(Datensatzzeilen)
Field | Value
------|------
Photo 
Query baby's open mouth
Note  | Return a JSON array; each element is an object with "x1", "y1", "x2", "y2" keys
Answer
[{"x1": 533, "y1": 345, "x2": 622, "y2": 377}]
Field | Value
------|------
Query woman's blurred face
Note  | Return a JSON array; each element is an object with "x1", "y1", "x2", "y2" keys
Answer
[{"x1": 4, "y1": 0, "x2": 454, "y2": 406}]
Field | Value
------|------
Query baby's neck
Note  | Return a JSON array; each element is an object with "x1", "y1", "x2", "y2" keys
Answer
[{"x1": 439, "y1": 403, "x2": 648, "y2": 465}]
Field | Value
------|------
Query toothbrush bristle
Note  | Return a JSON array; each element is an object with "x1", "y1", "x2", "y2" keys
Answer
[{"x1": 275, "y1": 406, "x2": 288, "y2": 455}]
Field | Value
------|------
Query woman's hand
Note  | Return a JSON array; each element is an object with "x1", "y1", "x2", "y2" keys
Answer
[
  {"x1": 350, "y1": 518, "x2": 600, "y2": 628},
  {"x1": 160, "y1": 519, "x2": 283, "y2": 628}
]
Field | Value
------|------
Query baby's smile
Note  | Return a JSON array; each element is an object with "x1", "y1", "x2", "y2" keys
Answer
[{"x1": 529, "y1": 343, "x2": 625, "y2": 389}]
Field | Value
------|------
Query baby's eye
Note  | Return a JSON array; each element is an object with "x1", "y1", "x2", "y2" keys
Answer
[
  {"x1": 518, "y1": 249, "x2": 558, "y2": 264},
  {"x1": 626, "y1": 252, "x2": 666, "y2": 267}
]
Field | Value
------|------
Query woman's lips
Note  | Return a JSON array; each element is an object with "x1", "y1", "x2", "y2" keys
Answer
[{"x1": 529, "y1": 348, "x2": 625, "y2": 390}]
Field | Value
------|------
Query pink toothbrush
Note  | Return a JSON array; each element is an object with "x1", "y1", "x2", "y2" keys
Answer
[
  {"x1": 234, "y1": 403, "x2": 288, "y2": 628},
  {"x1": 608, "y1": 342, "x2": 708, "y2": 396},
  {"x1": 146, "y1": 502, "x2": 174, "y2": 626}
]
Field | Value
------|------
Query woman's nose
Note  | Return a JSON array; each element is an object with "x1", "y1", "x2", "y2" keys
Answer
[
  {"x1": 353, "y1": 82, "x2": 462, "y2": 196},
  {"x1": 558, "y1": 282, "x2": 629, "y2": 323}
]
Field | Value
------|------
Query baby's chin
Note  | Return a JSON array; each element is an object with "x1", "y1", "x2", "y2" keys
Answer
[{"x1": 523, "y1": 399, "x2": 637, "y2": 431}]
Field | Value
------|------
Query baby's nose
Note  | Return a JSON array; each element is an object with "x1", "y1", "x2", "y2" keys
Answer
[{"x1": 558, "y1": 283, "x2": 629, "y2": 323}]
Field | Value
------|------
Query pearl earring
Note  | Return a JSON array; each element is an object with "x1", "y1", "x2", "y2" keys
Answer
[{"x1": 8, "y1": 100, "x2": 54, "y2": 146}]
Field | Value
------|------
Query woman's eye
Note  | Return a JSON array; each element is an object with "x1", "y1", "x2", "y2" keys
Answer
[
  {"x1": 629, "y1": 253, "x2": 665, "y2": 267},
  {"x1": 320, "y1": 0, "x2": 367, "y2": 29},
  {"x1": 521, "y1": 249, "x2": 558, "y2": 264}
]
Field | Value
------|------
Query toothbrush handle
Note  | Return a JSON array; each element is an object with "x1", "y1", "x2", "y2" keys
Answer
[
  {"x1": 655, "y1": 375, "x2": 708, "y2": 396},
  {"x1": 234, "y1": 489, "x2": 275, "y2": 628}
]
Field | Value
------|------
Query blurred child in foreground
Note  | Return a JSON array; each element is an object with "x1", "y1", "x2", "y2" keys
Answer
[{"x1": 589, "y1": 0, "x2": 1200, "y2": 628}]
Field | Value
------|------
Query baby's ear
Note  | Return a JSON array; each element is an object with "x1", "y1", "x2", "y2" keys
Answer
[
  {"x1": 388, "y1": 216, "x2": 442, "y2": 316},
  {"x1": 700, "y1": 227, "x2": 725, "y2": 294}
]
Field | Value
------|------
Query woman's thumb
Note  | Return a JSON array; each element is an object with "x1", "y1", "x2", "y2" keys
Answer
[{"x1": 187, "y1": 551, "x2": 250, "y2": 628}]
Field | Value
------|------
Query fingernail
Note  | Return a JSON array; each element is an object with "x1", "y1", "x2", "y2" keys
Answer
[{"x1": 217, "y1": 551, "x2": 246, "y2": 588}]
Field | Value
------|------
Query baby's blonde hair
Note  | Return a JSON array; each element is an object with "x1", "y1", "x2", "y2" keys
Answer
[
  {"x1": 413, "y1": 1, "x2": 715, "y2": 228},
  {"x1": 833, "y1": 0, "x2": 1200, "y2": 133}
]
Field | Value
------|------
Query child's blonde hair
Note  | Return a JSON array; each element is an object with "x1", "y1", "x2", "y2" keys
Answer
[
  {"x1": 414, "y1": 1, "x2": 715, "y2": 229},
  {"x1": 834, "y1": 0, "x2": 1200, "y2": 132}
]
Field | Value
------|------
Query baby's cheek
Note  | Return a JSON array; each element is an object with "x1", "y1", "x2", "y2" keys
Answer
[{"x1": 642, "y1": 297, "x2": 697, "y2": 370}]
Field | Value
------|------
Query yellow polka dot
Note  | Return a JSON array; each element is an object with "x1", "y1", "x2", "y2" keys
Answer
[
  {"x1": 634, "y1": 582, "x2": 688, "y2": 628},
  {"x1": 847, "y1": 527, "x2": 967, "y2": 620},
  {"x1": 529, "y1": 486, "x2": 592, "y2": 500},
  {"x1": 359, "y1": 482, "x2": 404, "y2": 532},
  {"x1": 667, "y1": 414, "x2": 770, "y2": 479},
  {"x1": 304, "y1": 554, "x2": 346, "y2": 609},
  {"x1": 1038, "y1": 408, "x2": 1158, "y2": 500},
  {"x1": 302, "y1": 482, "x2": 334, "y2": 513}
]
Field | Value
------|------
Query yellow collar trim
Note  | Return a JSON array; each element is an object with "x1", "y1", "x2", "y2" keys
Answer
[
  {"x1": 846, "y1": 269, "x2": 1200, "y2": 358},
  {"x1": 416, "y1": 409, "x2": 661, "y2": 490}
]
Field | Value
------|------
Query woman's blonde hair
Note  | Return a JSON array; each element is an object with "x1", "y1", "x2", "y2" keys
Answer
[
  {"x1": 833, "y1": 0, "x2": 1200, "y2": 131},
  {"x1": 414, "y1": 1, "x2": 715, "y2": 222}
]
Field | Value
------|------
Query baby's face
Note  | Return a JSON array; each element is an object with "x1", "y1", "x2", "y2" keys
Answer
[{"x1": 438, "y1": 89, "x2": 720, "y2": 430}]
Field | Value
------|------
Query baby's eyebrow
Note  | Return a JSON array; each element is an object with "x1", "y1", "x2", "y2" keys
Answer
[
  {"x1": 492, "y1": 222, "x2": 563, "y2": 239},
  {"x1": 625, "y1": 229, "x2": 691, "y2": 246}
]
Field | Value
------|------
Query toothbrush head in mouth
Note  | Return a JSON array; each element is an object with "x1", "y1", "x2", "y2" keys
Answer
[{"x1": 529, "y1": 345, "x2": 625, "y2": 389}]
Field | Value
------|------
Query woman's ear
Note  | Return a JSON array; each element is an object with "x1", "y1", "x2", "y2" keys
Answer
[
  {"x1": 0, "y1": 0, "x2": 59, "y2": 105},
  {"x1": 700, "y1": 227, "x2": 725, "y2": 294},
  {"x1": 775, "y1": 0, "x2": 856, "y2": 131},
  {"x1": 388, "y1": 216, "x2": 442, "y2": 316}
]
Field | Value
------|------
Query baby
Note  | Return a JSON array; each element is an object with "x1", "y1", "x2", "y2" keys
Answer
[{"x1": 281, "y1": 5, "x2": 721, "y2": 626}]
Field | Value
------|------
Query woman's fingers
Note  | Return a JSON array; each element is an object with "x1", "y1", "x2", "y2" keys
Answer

AUFGABENSTELLUNG
Welche Zeilen oben enthalten die Zeichenfolge „blonde“? Trage alle diese Zeilen zusammen und beachte dabei die Groß- und Kleinschreibung.

SCHRIFTLICHE LÖSUNG
Query baby's blonde hair
Query child's blonde hair
Query woman's blonde hair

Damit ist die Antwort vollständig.